**ACTIVITY**. Within these entries, which lines include the string "patterned"? Copy each one.

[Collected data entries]
___
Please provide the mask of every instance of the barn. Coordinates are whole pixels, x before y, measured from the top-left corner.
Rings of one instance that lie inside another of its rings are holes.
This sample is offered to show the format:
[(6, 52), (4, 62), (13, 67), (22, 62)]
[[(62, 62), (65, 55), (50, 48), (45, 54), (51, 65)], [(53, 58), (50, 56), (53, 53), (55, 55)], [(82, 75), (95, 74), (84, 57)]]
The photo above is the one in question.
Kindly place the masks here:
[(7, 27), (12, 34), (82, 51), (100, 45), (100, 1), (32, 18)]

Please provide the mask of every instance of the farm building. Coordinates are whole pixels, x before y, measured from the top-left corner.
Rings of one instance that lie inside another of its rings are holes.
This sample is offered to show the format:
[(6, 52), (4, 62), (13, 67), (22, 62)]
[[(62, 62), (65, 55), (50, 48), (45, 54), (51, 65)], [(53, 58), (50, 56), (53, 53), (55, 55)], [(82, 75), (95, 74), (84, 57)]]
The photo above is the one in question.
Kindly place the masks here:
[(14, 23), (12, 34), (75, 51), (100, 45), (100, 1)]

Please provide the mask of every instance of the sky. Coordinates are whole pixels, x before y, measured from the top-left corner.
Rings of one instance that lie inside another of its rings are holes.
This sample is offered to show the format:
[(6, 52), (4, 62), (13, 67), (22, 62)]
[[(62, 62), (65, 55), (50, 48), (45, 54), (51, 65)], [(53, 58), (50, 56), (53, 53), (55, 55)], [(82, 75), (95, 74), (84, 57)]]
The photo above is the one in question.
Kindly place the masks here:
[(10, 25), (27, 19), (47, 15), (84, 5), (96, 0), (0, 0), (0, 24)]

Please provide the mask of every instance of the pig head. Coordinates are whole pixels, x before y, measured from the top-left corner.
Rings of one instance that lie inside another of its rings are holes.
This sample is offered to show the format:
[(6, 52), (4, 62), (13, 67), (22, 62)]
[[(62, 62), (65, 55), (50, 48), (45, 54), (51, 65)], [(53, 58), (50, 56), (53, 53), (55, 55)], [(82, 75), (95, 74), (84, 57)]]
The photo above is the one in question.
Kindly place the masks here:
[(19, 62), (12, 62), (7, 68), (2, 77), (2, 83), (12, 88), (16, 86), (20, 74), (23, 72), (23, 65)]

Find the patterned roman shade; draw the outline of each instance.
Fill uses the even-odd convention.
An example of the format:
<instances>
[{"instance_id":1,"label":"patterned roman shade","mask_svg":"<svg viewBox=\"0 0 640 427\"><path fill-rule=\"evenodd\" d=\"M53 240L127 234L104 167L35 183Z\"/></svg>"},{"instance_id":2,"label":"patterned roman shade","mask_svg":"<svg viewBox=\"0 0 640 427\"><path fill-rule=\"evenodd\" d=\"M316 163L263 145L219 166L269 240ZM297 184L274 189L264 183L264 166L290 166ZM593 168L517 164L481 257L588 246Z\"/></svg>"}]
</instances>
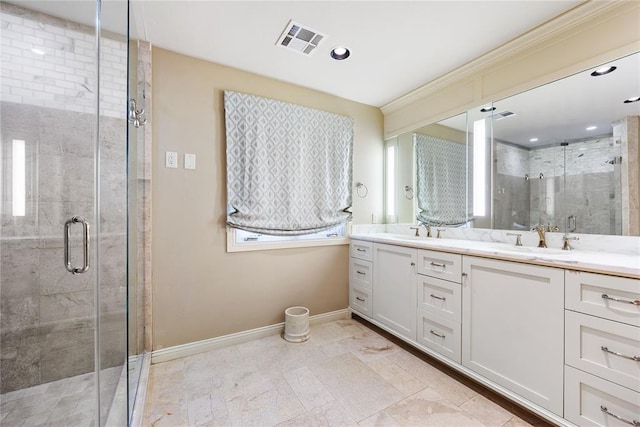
___
**ANSWER TO THIS TASK**.
Find the patterned roman shade; draw the outline of each instance.
[{"instance_id":1,"label":"patterned roman shade","mask_svg":"<svg viewBox=\"0 0 640 427\"><path fill-rule=\"evenodd\" d=\"M53 240L127 234L104 167L35 183Z\"/></svg>"},{"instance_id":2,"label":"patterned roman shade","mask_svg":"<svg viewBox=\"0 0 640 427\"><path fill-rule=\"evenodd\" d=\"M316 163L263 145L219 166L269 240ZM297 184L274 189L264 183L264 166L290 166ZM593 168L517 164L481 257L588 246Z\"/></svg>"}]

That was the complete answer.